● **DA FARE**: Riassumi in tre frasi, per favore, il brano sul nuovo Isee e la disabilità.

● **BRANO PROPOSTO**:
--*--

Nuovo Isee e criteri di accesso e compartecipazione ai servizi

di Fabio Ragaini

Un'intervista a Marco Faini (Anffas) e Giovanni Merlo (Ledha) sul difficile rapporto tra disabilità e impoverimento delle famiglie.

Affrontare il tema Isee senza indagare  il rapporto tra disabilità e impoverimento delle persone e delle famiglie appare inadeguato. Si ritiene,infatti, che non siano ancora sufficientemente indagati gli elementi sociali ed economici che rendono evidente il nesso tra condizione di disabilità e processi di impoverimento.


Dal vostro punto di osservazione a distanza di quasi un anno dall’entrata in vigore del nuovo Isee, quali sono le principali problematiche che emergono?

--*--

● **MATERIALE DI PARTENZA**:
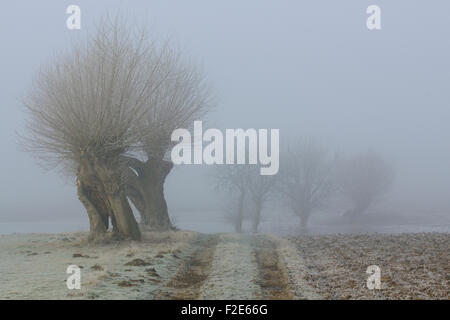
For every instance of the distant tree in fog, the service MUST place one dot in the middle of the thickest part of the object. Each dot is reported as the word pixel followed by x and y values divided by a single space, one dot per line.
pixel 261 189
pixel 306 178
pixel 363 179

--*--

● **SOLUZIONE DELL'ESERCIZIO**: Il brano presenta un'intervista di Fabio Ragaini a Marco Faini (Anffas) e Giovanni Merlo (Ledha) sul difficile rapporto tra disabilità e impoverimento delle famiglie. Vi si afferma che affrontare il tema Isee senza indagare questo rapporto appare inadeguato, perché gli elementi sociali ed economici che legano disabilità e impoverimento non sono ancora sufficientemente indagati. Agli intervistati si chiede poi quali siano le principali problematiche emerse a quasi un anno dall'entrata in vigore del nuovo Isee.